= Document excerpt =
↓
The following letter was published as a Letter to the Editor in the November 2010 CACM (
--CACM Administrator

The Kode Vicious Viewpoint "Presenting Your Project" by George V. Neville-Neil (Aug. 2010) made several debatable points about presentations, one of which was inexcusable: "...I always end with a Questions slide."

You have just given a 25-minute technical presentation to an educated, knowledgeable, technical audience. Using a series of slides, you have explained your problem, described your solutions, discussed your experiments, and finally concluded, displaying each slide for a minute or two. Your penultimate slide summarizes the whole presentation, including its "takeaway" message everything you want your listeners to remember. Now you expect to spend four or five minutes answering questions. The slide you show as you answer will be on screen two or three times longer than any other slide.

So why remove the most useful slide in the whole presentation the summary and replace it with a content-free alternative showing perhaps a word or two. Is your audience so dense it cannot hear you say "Thank you" or ask for questions unless they're on the screen? Do you think the audience will forget to say something? Or is the problem with you, the presenter? Would you yourself forget to ask for questions if the slide wasn't on the screen in front of you?
↑
= Short task =
Please copy the letter's passage starting at "You have just" and ending at "any other slide.", swapping "penultimate slide" for "second-to-last slide".

= Provided records =
↓
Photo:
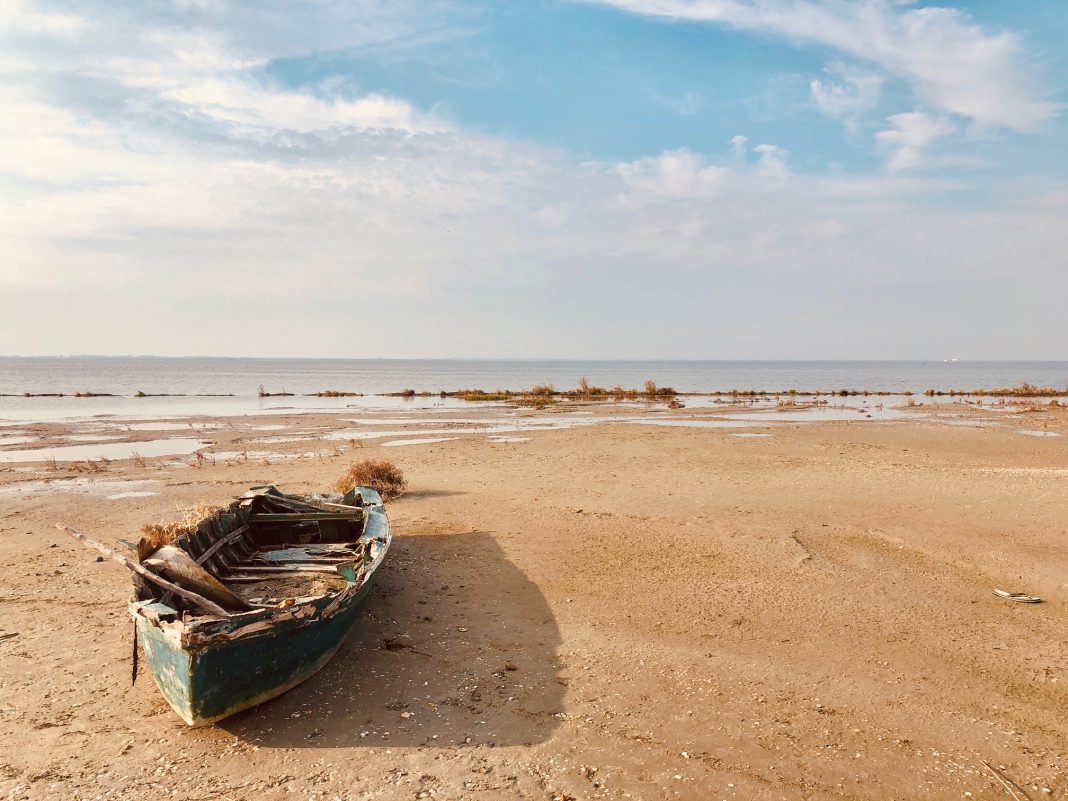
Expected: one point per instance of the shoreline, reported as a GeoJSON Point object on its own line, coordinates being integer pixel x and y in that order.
{"type": "Point", "coordinates": [818, 601]}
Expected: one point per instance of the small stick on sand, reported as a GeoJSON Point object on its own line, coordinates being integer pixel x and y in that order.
{"type": "Point", "coordinates": [199, 600]}
{"type": "Point", "coordinates": [1001, 779]}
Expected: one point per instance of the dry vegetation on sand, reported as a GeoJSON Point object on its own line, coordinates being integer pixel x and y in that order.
{"type": "Point", "coordinates": [379, 474]}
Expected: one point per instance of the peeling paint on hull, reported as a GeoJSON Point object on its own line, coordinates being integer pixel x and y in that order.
{"type": "Point", "coordinates": [210, 682]}
{"type": "Point", "coordinates": [210, 668]}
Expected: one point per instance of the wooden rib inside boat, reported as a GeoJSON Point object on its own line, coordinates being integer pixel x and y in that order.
{"type": "Point", "coordinates": [294, 571]}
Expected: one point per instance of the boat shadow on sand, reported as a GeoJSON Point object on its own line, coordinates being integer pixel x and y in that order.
{"type": "Point", "coordinates": [455, 646]}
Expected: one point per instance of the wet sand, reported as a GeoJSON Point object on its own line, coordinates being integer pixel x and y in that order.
{"type": "Point", "coordinates": [692, 614]}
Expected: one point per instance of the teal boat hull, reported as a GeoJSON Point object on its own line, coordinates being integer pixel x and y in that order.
{"type": "Point", "coordinates": [209, 669]}
{"type": "Point", "coordinates": [209, 682]}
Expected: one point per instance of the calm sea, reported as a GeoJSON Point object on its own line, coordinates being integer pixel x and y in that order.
{"type": "Point", "coordinates": [242, 377]}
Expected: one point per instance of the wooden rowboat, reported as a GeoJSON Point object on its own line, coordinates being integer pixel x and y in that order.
{"type": "Point", "coordinates": [302, 565]}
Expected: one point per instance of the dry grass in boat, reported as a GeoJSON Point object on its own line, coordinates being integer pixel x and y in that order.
{"type": "Point", "coordinates": [156, 535]}
{"type": "Point", "coordinates": [379, 474]}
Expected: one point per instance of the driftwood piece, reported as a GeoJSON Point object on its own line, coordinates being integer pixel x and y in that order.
{"type": "Point", "coordinates": [221, 543]}
{"type": "Point", "coordinates": [179, 567]}
{"type": "Point", "coordinates": [197, 600]}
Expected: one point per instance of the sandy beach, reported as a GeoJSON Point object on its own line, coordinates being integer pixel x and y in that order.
{"type": "Point", "coordinates": [804, 611]}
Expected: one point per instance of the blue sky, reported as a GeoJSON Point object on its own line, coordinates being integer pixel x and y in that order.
{"type": "Point", "coordinates": [625, 178]}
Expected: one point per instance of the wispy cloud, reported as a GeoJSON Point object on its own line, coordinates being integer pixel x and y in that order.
{"type": "Point", "coordinates": [909, 137]}
{"type": "Point", "coordinates": [150, 157]}
{"type": "Point", "coordinates": [847, 93]}
{"type": "Point", "coordinates": [952, 63]}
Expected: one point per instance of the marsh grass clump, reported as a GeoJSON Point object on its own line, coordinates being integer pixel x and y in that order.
{"type": "Point", "coordinates": [379, 474]}
{"type": "Point", "coordinates": [586, 390]}
{"type": "Point", "coordinates": [156, 535]}
{"type": "Point", "coordinates": [653, 391]}
{"type": "Point", "coordinates": [481, 395]}
{"type": "Point", "coordinates": [545, 390]}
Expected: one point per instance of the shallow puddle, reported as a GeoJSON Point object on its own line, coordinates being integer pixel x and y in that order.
↑
= Worked solution =
You have just given a 25-minute technical presentation to an educated, knowledgeable, technical audience. Using a series of slides, you have explained your problem, described your solutions, discussed your experiments, and finally concluded, displaying each slide for a minute or two. Your second-to-last slide summarizes the whole presentation, including its "takeaway" message everything you want your listeners to remember. Now you expect to spend four or five minutes answering questions. The slide you show as you answer will be on screen two or three times longer than any other slide.